## [Passage for review]
************
Magnetic bead filteration is commonly used to filter immune cells, but they are expensive. I used to work for a lab that did this on a daily basis. Common problems with it were getting enough cells to run the assays, and the process of extraction is damaging to the cells. So you need a lot of starting material and then after that they don't stay alive for very long. You can treat and freeze after isolation but thawing only decreases the amount of healthy cells.
Here’s a noob question. The coronavirus is made out of a whole bunch of proteins. Have we fully mapped out all the protein structures and corresponding DNA code?

The antigen is also a protein, I assume the DNA sequence for it is well known. Right?

How far are we in terms of tech to print custom proteins from arbitrary DNA sequences?

Is understanding protein folding and protein to protein interaction the holy grail of making massive improvements in molecular biology? What are the big unsolved problems?
************
## [Task directions]
Return the part of the passage on cell isolation and coronavirus proteins that runs from "The antigen is" up to and including "arbitrary DNA sequences?". This data has nothing to do with the passage on cell isolation and coronavirus proteins.

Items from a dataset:
************
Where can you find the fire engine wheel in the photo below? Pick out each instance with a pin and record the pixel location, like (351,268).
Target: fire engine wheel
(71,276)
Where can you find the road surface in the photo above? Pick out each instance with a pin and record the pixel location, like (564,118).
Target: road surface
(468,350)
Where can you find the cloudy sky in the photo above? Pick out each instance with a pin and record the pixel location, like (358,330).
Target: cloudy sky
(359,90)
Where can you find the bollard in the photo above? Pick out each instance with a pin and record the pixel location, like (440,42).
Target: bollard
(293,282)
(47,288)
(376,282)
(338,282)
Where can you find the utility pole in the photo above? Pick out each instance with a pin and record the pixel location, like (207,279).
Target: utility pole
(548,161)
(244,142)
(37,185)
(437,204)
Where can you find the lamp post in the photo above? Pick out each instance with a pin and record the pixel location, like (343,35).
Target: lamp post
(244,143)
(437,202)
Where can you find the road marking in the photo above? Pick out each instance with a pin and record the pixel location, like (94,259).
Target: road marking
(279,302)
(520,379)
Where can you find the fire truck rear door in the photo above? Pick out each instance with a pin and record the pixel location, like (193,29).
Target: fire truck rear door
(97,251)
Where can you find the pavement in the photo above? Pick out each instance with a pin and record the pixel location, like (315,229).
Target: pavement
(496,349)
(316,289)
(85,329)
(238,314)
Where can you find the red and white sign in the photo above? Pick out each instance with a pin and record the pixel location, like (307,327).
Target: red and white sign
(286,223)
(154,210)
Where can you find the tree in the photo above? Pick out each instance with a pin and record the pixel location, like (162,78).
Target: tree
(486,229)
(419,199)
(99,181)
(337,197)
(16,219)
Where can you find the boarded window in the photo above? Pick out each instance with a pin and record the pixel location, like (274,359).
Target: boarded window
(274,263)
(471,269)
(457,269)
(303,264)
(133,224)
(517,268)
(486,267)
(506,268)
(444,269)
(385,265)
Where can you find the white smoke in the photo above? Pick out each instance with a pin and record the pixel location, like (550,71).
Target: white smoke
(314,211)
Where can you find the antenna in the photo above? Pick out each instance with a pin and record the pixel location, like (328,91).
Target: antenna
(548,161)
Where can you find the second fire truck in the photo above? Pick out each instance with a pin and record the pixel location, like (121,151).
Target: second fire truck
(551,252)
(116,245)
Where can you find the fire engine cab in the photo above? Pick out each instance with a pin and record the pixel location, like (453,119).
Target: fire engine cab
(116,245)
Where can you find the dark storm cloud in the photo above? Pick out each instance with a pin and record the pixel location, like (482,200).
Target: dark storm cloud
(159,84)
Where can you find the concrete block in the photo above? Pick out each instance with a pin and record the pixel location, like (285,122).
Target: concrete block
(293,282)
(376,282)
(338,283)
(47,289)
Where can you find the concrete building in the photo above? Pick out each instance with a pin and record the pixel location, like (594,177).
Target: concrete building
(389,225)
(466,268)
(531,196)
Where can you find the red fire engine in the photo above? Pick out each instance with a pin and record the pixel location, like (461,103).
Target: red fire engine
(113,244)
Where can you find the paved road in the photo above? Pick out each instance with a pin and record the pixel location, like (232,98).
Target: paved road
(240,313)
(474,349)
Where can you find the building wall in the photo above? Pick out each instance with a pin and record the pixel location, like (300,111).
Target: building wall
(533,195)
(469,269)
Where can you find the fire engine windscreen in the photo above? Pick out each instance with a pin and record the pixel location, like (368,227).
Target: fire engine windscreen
************
## [Response for this exercise]
The antigen is also a protein, I assume the DNA sequence for it is well known. Right?

How far are we in terms of tech to print custom proteins from arbitrary DNA sequences?